Yazılı Talep 1 ::
Metnin ardından gelen veri satırlarının tamamını istekler dahil yeniden yaz. Yalnızca yanıtlardaki yol koordinatlarını 1,55 ile çarparak ölçekle ve en yakın tam sayıya yuvarla; yarım değerler yukarı yuvarlanır. Resimleri yanıta ekleme.

Logo

1. Hukuk Dairesi2021/1795 E. 2022/732 K.

Yapay Zeka Özeti

Uyuşmazlık: Mirasbırakanın bazı taşınmazlarını davalıya devretmesinin muris muvazaası olup olmadığına ilişkin tapu iptali ve tescil davası.

Gerekçe ve Sonuç: Taşınmazların devrinde gösterilen bedel ile gerçek değer arasında fahiş fark bulunması, mirasbırakanın ekonomik ve sağlık durumu itibariyle mal satmaya ihtiyacı olmaması ve taşınmazların davalı tarafından kullanılmaması gibi hususlar, temliklerin mirasçılardan mal kaçırmak amacıyla muvazaalı olarak yapıldığına delalet ettiğinden, yerel mahkeme kararının onanmasına karar verilmiştir.

Karar Metni

"İçtihat Metni"

MAHKEMESİ : ANKARA BÖLGE ADLİYE MAHKEMESİ 16. HUKUK DAİRESİ

DAVA TÜRÜ : TAPU İPTALİ VE TESCİL

Taraflar arasındaki tapu iptali ve tescil davasından dolayı yapılan yargılama sonunda, Ankara Bölge Adliye Mahkemesi 16. Hukuk Dairesince verilen 05/02/2021 tarihli ve 2018/2155 Esas - 2021/238 Karar sayılı karar yasal süre içerisinde davalı ... vekili tarafından duruşma istekli temyiz edilmiş olmakla; duruşma günü olarak saptanan 27.01.2022 Perşembe günü için yapılan tebligat üzerine temyiz eden davalı ... vekili Avukat ... ile temyiz edilen davacı vekili Avukat ... geldiler. Davetiye tebliğine rağmen davalı ... vekili gelmedi. Yokluğunda duruşmaya başlandı, süresinde verildiği ve kayıt olunduğu anlaşılan temyiz dilekçesinin kabulüne karar verildikten sonra, dosya incelenip gereği düşünüldü;

I. DAVA

Davacı, mirasbırakan annesi ...’un maliki olduğu 53 parsel sayılı taşınmazdaki 2 nolu, 3 parsel sayılı taşınmazdaki 9 ve 10 nolu bağımsız bölümler ile 4013, 172 ada 6, 173 ada 2, 4 ve 6, 174 ada 1, 144 ada 1 parsel sayılı taşınmazlar ile 1460 parsel sayılı taşınmazını davalı ...’ya, ...’ın da mirasbırakanın damadı olan davalı ...’a satış suretiyle temlik ettiğini, işlemlerin mirasçılardan mal kaçırmak amacıyla muvazaalı olarak yapıldığını ileri sürerek, tapu kayıtlarının iptali ile miras payı oranında adına tesciline karar verilmesini istemiştir.

Yazılı Talep 2 ::
Karar özetine göre yerel mahkeme kararının hangi gerekçelerle onandığını bir ila üç cümleyle açıkla.

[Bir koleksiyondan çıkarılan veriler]
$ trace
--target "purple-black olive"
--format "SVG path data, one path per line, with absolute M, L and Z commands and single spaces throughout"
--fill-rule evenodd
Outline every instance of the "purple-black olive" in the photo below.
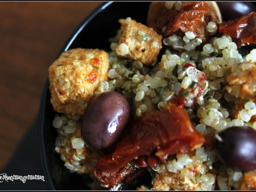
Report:
M 253 2 L 241 1 L 217 2 L 223 21 L 233 20 L 252 11 L 256 11 Z
M 232 127 L 216 135 L 217 154 L 236 171 L 256 169 L 256 131 L 247 126 Z
M 125 98 L 114 91 L 95 97 L 83 115 L 81 134 L 85 142 L 98 150 L 111 147 L 129 121 L 130 107 Z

Sorunun Çözümü 1 ::
$ trace
--target "purple-black olive"
--format "SVG path data, one path per line, with absolute M, L and Z commands and single spaces throughout"
--fill-rule evenodd
Outline every instance of the "purple-black olive" in the photo below.
Report:
M 392 3 L 374 2 L 336 3 L 346 33 L 361 31 L 391 17 L 397 17 Z
M 360 197 L 335 209 L 336 239 L 366 265 L 397 262 L 397 203 L 383 195 Z
M 194 152 L 177 141 L 147 150 L 129 178 L 126 208 L 132 220 L 152 233 L 172 228 L 200 188 L 202 166 Z

Sorunun Çözümü 2 ::
Taşınmazların devrinde gösterilen bedel ile gerçek değer arasında fahiş fark vardır. Ayrıca mirasbırakanın ekonomik ve sağlık durumu itibarıyla mal satmaya ihtiyacı yoktur ve taşınmazlar davalı tarafından kullanılmamaktadır. Bu hususlar temliklerin mirasçılardan mal kaçırmak amacıyla muvazaalı yapıldığını gösterdiğinden yerel mahkeme kararı onanmıştır.